◆ TASK TO CARRY OUT: Show each line of the records that contains the string "shirt", copying every such line in full. Case counts, so only lines whose letters match that string in capitalization qualify.

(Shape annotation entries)
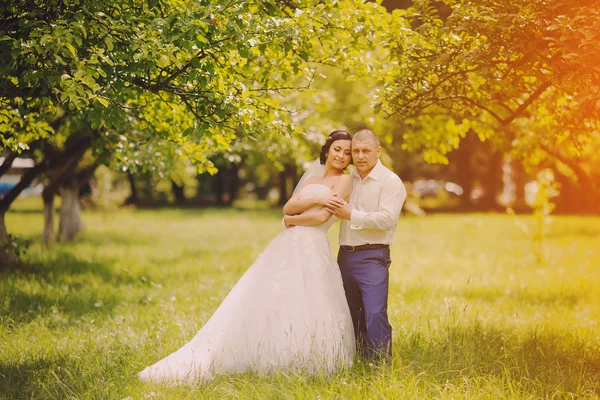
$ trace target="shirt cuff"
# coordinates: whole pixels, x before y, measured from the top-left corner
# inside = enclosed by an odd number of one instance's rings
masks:
[[[350,214],[350,229],[363,229],[365,227],[365,217],[367,213],[364,211],[352,210]]]

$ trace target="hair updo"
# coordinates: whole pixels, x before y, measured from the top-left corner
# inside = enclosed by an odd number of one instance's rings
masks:
[[[352,140],[352,135],[342,130],[331,132],[327,137],[325,144],[323,147],[321,147],[321,154],[319,154],[319,161],[321,162],[321,165],[325,164],[325,159],[327,158],[327,153],[329,153],[329,148],[336,140]],[[352,162],[352,160],[350,162]]]

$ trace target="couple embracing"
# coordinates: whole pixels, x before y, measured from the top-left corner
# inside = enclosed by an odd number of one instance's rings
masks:
[[[391,360],[390,249],[406,190],[370,130],[332,132],[283,208],[286,228],[196,336],[147,367],[151,381],[254,371],[332,373],[355,353]],[[344,170],[353,162],[355,171]],[[341,219],[337,263],[327,230]],[[339,265],[338,265],[339,264]]]

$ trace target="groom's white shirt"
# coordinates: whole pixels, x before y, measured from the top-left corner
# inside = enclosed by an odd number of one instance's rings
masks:
[[[352,215],[350,221],[342,220],[340,245],[392,244],[406,200],[402,180],[379,160],[365,179],[356,170],[352,174]]]

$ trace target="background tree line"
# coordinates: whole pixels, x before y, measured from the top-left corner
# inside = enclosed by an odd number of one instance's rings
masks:
[[[162,181],[177,204],[226,205],[253,180],[257,196],[274,187],[283,202],[341,126],[381,134],[407,182],[458,183],[460,209],[501,209],[510,165],[516,207],[524,183],[549,168],[558,211],[597,213],[598,5],[3,4],[0,176],[17,156],[36,164],[0,200],[0,261],[12,259],[4,215],[35,179],[46,182],[49,244],[56,195],[58,235],[69,239],[101,165],[121,171],[125,203],[164,203]]]

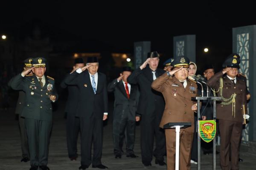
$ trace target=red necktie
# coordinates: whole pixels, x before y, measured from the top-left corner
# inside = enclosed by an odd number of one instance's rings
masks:
[[[130,94],[129,94],[129,88],[128,88],[128,86],[127,85],[127,82],[125,82],[125,91],[126,91],[126,94],[127,95],[127,98],[128,99],[130,98]]]

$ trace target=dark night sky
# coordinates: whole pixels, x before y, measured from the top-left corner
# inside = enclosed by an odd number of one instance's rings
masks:
[[[212,58],[232,52],[233,27],[256,24],[253,6],[244,1],[35,1],[1,6],[0,31],[18,32],[22,37],[37,21],[52,40],[94,40],[112,51],[131,53],[134,41],[150,40],[152,50],[170,56],[174,36],[195,34],[197,57],[204,57],[202,49],[208,46]]]

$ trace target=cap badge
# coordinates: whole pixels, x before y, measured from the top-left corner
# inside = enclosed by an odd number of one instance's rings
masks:
[[[181,63],[184,63],[186,62],[186,60],[185,60],[185,58],[183,57],[181,58],[180,59],[180,61]]]
[[[232,63],[234,63],[234,64],[236,64],[237,63],[237,61],[236,61],[236,58],[234,58],[233,59],[233,61],[232,61]]]

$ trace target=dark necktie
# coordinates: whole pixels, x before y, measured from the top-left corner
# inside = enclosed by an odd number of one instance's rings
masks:
[[[236,83],[235,83],[235,79],[231,79],[230,80],[231,81],[232,83],[233,83],[233,84],[234,85],[234,86],[235,86],[236,85]]]
[[[129,88],[128,88],[128,85],[127,85],[127,82],[125,82],[125,91],[126,91],[126,94],[127,95],[127,98],[128,99],[130,98],[130,94],[129,94]]]
[[[181,84],[183,85],[183,86],[184,87],[184,81],[180,81],[180,83],[181,83]],[[185,88],[185,87],[184,87]]]
[[[41,85],[41,87],[43,88],[43,82],[42,82],[42,78],[38,78],[38,80],[39,80],[39,83]]]

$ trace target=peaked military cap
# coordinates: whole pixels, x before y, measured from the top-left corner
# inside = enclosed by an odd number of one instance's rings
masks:
[[[83,63],[84,60],[83,60],[83,58],[76,58],[75,59],[75,64],[82,64]]]
[[[99,63],[98,58],[96,57],[89,57],[87,58],[87,63]]]
[[[45,67],[47,61],[42,57],[38,57],[33,59],[33,66],[35,67]]]
[[[174,60],[172,62],[172,66],[176,68],[189,68],[189,59],[187,57],[179,56],[174,58]]]
[[[157,52],[153,52],[148,53],[148,58],[159,58],[159,54]]]
[[[25,66],[26,67],[32,67],[32,63],[33,61],[33,58],[28,58],[26,59],[25,60],[23,61],[23,63],[25,65]]]
[[[240,63],[240,56],[236,53],[229,55],[222,64],[222,67],[240,68],[239,64]]]

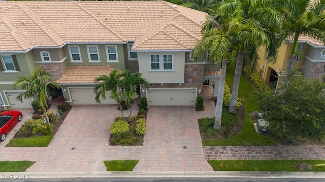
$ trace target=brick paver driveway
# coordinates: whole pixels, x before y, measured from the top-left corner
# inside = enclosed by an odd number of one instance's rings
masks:
[[[134,170],[213,170],[204,159],[198,113],[193,106],[151,106],[142,157]]]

◆ OUTPUT BELOW:
$ trace target="shirt cuff"
$ trace target="groom's white shirt"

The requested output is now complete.